Exercise prompt
Reproduce only the stretch of the listing from the line that contains "Task: please point out the night" through the line that contains "<point>123,38</point>", requests included. Multiply every point coordinate by 0.25 and round each to a whole number, with halves rounded up.

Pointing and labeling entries
# # #

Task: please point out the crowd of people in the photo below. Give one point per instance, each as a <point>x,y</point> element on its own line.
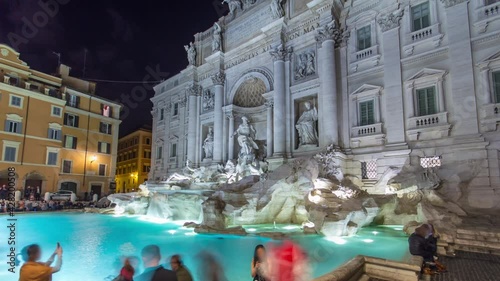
<point>423,243</point>
<point>286,262</point>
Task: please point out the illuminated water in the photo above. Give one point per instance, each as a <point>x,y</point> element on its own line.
<point>92,243</point>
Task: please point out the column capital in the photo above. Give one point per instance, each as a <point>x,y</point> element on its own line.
<point>330,31</point>
<point>193,90</point>
<point>218,78</point>
<point>280,53</point>
<point>269,103</point>
<point>391,20</point>
<point>449,3</point>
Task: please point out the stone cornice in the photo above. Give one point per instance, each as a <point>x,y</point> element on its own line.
<point>450,3</point>
<point>391,20</point>
<point>218,78</point>
<point>329,31</point>
<point>193,90</point>
<point>280,53</point>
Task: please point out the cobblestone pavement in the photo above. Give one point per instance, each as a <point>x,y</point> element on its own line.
<point>470,267</point>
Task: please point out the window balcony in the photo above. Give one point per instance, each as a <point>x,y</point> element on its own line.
<point>428,127</point>
<point>367,130</point>
<point>369,135</point>
<point>490,116</point>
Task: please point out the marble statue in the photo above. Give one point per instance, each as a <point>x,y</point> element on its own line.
<point>208,100</point>
<point>311,64</point>
<point>208,144</point>
<point>217,38</point>
<point>191,52</point>
<point>277,8</point>
<point>306,126</point>
<point>233,5</point>
<point>246,135</point>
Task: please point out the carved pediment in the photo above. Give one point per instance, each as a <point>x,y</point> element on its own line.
<point>427,73</point>
<point>367,88</point>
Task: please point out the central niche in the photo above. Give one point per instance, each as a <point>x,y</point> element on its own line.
<point>250,92</point>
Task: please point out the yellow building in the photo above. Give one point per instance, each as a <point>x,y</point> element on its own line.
<point>134,160</point>
<point>54,130</point>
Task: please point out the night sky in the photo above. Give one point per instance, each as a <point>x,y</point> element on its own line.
<point>123,38</point>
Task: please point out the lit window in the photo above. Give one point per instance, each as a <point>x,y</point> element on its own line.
<point>52,158</point>
<point>104,148</point>
<point>367,113</point>
<point>364,36</point>
<point>16,101</point>
<point>420,16</point>
<point>496,86</point>
<point>56,111</point>
<point>102,169</point>
<point>13,126</point>
<point>426,101</point>
<point>159,152</point>
<point>54,134</point>
<point>176,109</point>
<point>70,142</point>
<point>369,170</point>
<point>67,165</point>
<point>10,154</point>
<point>173,152</point>
<point>430,162</point>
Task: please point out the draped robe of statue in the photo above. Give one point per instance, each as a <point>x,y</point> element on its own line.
<point>246,135</point>
<point>306,126</point>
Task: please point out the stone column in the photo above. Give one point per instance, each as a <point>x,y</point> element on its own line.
<point>193,91</point>
<point>218,80</point>
<point>280,54</point>
<point>327,36</point>
<point>230,153</point>
<point>463,117</point>
<point>394,124</point>
<point>269,105</point>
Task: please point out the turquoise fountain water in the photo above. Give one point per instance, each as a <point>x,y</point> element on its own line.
<point>92,243</point>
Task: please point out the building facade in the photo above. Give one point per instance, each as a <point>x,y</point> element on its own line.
<point>134,160</point>
<point>57,133</point>
<point>394,84</point>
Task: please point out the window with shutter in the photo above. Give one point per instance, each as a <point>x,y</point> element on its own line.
<point>426,101</point>
<point>10,154</point>
<point>367,113</point>
<point>496,86</point>
<point>420,16</point>
<point>364,37</point>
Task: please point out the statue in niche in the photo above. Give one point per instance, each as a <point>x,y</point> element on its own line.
<point>306,126</point>
<point>246,135</point>
<point>217,38</point>
<point>208,144</point>
<point>233,5</point>
<point>311,67</point>
<point>191,52</point>
<point>208,100</point>
<point>277,8</point>
<point>306,65</point>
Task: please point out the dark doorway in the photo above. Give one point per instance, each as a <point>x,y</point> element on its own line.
<point>96,189</point>
<point>71,186</point>
<point>34,186</point>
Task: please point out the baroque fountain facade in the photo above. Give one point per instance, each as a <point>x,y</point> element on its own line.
<point>307,112</point>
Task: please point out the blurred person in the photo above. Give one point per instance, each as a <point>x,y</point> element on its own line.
<point>153,271</point>
<point>288,262</point>
<point>419,246</point>
<point>210,269</point>
<point>127,272</point>
<point>258,266</point>
<point>33,270</point>
<point>180,270</point>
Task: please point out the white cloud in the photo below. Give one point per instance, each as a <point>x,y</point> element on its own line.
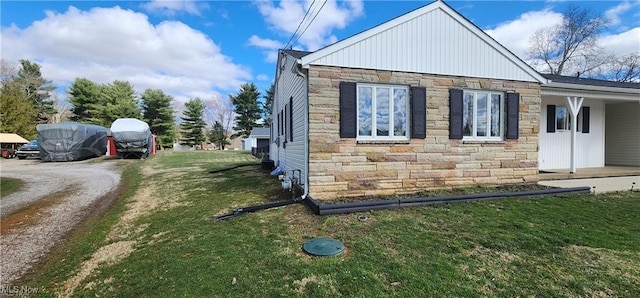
<point>622,43</point>
<point>285,18</point>
<point>269,47</point>
<point>613,14</point>
<point>173,7</point>
<point>106,44</point>
<point>515,34</point>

# # #

Exercise answer
Task: please point out the night sky in the photo above. Give one point per instance, each as a <point>x,y</point> element on its own line.
<point>31,10</point>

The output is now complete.